** Start Source text **

How is it going? Do you need help?
I've practiced a bit with ProtoBuf.
It seems to be really cool and fast (or at least small).
BUT I have really problems with the question: how we are (or better we could be) able to integrate it.
Let's summarize our current state:
We have an abstract class BSPMessage which leaves the types of tags and data to the concrete implementations.
This gets using Writable into Hadoop's RPC mechanism and gets serialized and deserialized.
What I'm wondering now is how we can improve this using ProtoBuf.
ProtoBuf needs a "*.proto" file that needs to be compiled to a specific model *.java file. In this file you are declaring what the message needs, in our case this is not known at compile time (for example a user implements a custom vertex that contains distances or something like that). So we have to leave the serialization up to the user.
The question is how could we doing this?
Here some thoughts (don't take this too serious, just some brainstorming):
There are two options:
- A generic ".proto" model that takes just two Strings for a tag and data
- We leave the compiling and implementing of the protos to the user
The first is ultra simple and we don't have to worry about anything the user will submit, since you can serialize everything to strings.
But I think we are going to "ruin" the optimizations that COULD have been made if the type was known.
The second option is really messy and not too user friendly (since he has to compile the whole stuff and put it into a repository at runtime that we can know the proto), but in constrast to the first option it could result in better results.
Do we have other opportunities?

** End Source text **
** Start Entries supplied **

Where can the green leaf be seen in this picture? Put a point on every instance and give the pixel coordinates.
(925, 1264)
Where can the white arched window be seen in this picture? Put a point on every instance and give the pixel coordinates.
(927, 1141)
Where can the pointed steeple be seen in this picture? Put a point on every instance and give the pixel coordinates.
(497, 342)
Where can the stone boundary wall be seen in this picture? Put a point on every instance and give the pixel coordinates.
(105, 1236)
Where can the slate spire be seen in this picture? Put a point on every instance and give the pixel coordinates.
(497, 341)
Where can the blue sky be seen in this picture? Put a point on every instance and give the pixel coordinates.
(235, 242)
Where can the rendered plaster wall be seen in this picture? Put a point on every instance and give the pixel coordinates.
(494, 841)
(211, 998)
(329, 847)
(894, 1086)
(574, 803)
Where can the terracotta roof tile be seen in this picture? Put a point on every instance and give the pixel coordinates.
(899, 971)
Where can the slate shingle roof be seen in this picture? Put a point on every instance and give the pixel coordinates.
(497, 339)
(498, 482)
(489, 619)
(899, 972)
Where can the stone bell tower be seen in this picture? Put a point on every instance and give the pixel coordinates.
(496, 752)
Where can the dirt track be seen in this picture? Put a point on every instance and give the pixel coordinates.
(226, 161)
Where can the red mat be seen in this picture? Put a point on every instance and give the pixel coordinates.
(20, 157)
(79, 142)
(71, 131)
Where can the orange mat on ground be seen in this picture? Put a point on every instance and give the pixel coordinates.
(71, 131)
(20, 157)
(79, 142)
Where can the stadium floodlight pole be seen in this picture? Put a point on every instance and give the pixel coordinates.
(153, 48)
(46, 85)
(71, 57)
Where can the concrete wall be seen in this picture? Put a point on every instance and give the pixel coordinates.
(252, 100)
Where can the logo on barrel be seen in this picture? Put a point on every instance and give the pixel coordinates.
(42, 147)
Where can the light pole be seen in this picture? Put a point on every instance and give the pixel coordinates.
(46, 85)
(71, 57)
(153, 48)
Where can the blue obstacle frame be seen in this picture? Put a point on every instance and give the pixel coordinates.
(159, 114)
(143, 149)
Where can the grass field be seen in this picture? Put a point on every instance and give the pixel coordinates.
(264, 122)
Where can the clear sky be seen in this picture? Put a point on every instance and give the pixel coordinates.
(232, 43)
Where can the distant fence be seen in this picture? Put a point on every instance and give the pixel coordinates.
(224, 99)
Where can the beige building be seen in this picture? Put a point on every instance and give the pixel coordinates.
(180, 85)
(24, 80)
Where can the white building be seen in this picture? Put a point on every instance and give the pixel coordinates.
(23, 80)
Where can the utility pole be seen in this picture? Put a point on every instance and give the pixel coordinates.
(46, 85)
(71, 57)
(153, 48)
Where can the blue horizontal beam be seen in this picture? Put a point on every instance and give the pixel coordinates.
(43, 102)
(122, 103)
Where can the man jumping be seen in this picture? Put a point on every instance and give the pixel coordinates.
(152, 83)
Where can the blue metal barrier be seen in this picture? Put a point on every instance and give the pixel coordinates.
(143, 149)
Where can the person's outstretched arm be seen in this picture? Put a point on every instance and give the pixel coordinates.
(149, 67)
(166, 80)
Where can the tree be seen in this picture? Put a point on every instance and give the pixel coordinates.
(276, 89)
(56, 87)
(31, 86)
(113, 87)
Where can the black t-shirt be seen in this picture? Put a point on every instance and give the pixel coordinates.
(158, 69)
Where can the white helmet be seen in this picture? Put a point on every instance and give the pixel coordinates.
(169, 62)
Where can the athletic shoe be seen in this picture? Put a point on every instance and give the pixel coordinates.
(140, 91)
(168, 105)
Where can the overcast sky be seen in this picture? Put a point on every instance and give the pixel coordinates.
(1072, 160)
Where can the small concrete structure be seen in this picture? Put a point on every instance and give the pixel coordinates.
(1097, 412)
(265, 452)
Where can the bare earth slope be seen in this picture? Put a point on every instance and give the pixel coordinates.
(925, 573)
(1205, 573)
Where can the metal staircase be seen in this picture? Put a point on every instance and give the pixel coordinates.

** End Entries supplied **

Stated goal >> From the ProtoBuf discussion, duplicate word for word the part that opens with the words containing "I've practiced a" and closes with "we doing this?".

Answer to the problem >>
I've practiced a bit with ProtoBuf.
It seems to be really cool and fast (or at least small).
BUT I have really problems with the question: how we are (or better we could be) able to integrate it.
Let's summarize our current state:
We have an abstract class BSPMessage which leaves the types of tags and data to the concrete implementations.
This gets using Writable into Hadoop's RPC mechanism and gets serialized and deserialized.
What I'm wondering now is how we can improve this using ProtoBuf.
ProtoBuf needs a "*.proto" file that needs to be compiled to a specific model *.java file. In this file you are declaring what the message needs, in our case this is not known at compile time (for example a user implements a custom vertex that contains distances or something like that). So we have to leave the serialization up to the user.
The question is how could we doing this?